§ Selected extract

+---+

Maintain a Healthy Heart with Yoga

Angie Newson

by Angie Newson

A Yoga and Pilates Expert

It's pretty easy to improve the health of our heart in the physical sense. Located in the centre of the chest (slightly to the left), the heart is a muscle the size of a clenched fist. It's function is to pump blood around the body - the right side collecting oxygen-depleted blood and the left side pumping out the fresh clean oxygenated blood. With regular exercise and a healthy, nutritious diet, we can help it to do its job, preventing disease.

We all lead very busy lives, and that's no excuse - it really isn't very difficult to incorporate exercise into our daily routine if we can't get to a gym.  We often hear how beneficial it is for our body to take the stairs instead of the lift or escalator, so do so; when cleaning the house, think of it as a circuit class called 'House Attack'; vigorously walk your dog (or borrow one!) and don't just sit watching your kids play in the park, join in. There are lots of easy, quick and proven ways we can increase our daily activity levels - there really is no excuse.

To improve and maintain our healthy heart, we need to regularly raise our heart rate and break out in to a sweat (but still be able to have a conversation). Check out your health club or leisure centre's class schedule and look for cardio classes and strength and endurance sessions.  The new HIIT (high intensity interval training) sessions are great if you are time short - just 20 minute or 30 minute blasts 3 times a week improves cardio health and body shape and tone in no time.

Aim to incorporate Pilates and yoga into your schedule too.  Pilates offers you a chance to lengthen and strengthen your body and although not strictly called cardio exercise, is still a tough and doable workout that improves core strength, flexibility, co-ordination and most importantly our breathing. Yoga helps us become more aware - more aware of what's going on for us on the inside as well as the outside and learning breathing exercises helps improve concentration, circulation - rejuvenating the blood - and lifts our mood.

It is a fact that heart disease kills more people than any other illness, and by taking a holistic approach (diet and exercise), the pharmaceutical companies (who make billions and billions of pills and billions and billions of pounds) are starting to shake in their big factories and flashy offices.  Notice how quickly your doctor writes out prescriptions!  I'm not in any way suggesting if you are on medication to just stop, but by incorporating an enjoyable exercise programme into your life, including some yoga, you may well be able to reduce the need for medication.

+---+

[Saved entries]
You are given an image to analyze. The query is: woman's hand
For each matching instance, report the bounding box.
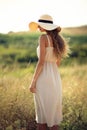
[29,82,36,93]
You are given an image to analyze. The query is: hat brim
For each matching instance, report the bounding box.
[29,22,58,31]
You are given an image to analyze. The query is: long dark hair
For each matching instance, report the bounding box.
[46,27,68,58]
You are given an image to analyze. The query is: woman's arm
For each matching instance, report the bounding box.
[56,58,61,66]
[30,35,46,93]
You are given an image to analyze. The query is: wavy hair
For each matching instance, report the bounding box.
[46,27,69,58]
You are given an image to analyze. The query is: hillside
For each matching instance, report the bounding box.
[0,26,87,65]
[62,25,87,35]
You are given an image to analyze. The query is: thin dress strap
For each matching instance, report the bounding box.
[47,35,50,47]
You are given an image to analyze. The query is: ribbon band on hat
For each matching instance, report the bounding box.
[38,19,53,24]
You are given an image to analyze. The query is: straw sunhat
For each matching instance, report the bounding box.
[29,14,58,31]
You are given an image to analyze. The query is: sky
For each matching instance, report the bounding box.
[0,0,87,33]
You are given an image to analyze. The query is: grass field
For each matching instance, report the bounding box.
[0,26,87,130]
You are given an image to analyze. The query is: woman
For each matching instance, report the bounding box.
[29,15,67,130]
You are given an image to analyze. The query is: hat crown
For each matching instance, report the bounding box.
[40,14,53,21]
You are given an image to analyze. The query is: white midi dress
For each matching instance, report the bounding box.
[34,34,62,127]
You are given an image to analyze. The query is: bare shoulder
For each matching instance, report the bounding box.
[40,34,46,46]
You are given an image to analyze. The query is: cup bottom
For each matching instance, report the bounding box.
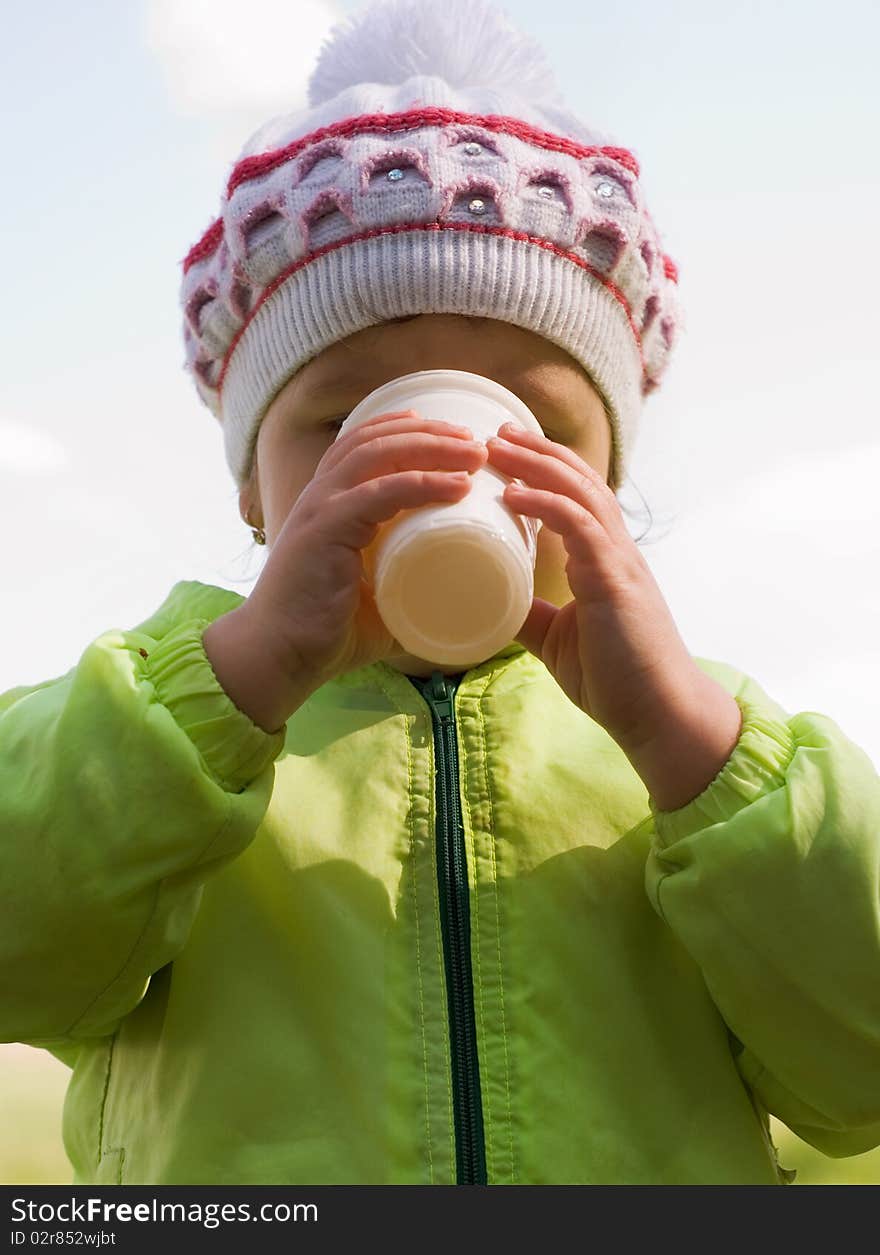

+---+

§ Exercise aim
Continue the article on yoga and heart health from the point where it stops.

§ Final answer
 Yoga pose on the beach


Stress is the biggest contributor to heart disease and as Dr Dean Ornish, the founder of the Preventative Medicine Institute in California explains, "Chronic emotional stress makes plaque build-up twice as fast in the coronary arteries that feed the heart. Stress also causes the coronary arteries to constrict, reducing blood flow to the heart. It makes the platelets stickier and more likely to form blood clots that may precipitate a heart attack." He goes on to say that yoga is probably the most effective stress-reduction method ever invented.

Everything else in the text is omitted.